# [Document excerpt]
§
You have to put each truck in a gear that puts the engine where it makes optimal power - because you CAN do that in the real world . Diesel guys seem to have this mentality that since their truck can't downshift 2-3 gears at highway speeds and rev out to 5000 RPM - that the gassers shouldn't be allowed to either - even though they can.
Will a gasoline engine get good fuel economy screaming at 5000 RPM up a hill? No. Will it be pleasant to hear/feel a gasoline engine screaming along at 5000 RPM up a hill? No. Will the engine last 1,000,000 miles screaming along at 5000 RPM? Probably not. But will a specific HP gasoline engine pull the same load as a diesel with the same HP if you let each engine go into their sweet spot for power? Yes it will.
That is why the diesel is the premium engine. It will let you pull the same load as the gasser but it will do it without revving out so high, get better fuel economy doing it, and with the latest generation of diesels probably quieter too.
§
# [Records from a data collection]
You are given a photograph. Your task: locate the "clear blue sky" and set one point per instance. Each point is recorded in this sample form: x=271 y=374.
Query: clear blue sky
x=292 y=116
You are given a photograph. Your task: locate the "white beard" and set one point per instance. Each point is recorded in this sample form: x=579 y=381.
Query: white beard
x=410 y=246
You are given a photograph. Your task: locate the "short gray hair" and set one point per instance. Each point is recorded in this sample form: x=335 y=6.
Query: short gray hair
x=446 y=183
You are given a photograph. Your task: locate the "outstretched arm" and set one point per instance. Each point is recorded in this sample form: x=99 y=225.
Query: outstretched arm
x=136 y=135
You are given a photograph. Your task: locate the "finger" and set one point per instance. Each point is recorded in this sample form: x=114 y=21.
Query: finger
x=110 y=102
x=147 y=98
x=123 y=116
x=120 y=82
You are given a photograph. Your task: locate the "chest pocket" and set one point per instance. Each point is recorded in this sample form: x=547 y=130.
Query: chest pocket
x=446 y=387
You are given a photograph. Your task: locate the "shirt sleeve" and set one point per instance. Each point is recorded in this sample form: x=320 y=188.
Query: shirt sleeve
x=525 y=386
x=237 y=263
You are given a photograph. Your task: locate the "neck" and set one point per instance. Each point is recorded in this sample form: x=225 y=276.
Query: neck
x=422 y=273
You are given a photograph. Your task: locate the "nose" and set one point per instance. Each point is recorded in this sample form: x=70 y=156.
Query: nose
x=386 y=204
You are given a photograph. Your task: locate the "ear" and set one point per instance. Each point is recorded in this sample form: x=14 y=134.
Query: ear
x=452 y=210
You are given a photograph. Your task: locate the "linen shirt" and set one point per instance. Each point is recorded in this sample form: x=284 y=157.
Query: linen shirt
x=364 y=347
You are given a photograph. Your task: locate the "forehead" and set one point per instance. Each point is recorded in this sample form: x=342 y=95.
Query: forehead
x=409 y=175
§
# [Aim A]
In the post about diesel and gasoline trucks, change "hill" to "incline" everywhere in the part that begins at the words "Will a gasoline" and stops after "Yes it will.". Write out that part with the change made.
# [Aim B]
According to the post about diesel and gasoline trucks, what three things make the diesel the premium engine?
The listing has no connection to the text about trucks.

# [Written answer A]
Will a gasoline engine get good fuel economy screaming at 5000 RPM up a incline? No. Will it be pleasant to hear/feel a gasoline engine screaming along at 5000 RPM up a incline? No. Will the engine last 1,000,000 miles screaming along at 5000 RPM? Probably not. But will a specific HP gasoline engine pull the same load as a diesel with the same HP if you let each engine go into their sweet spot for power? Yes it will.

# [Written answer B]
It pulls the same load as the gasser without revving as high and gets better fuel economy doing it. The latest generation is probably quieter too.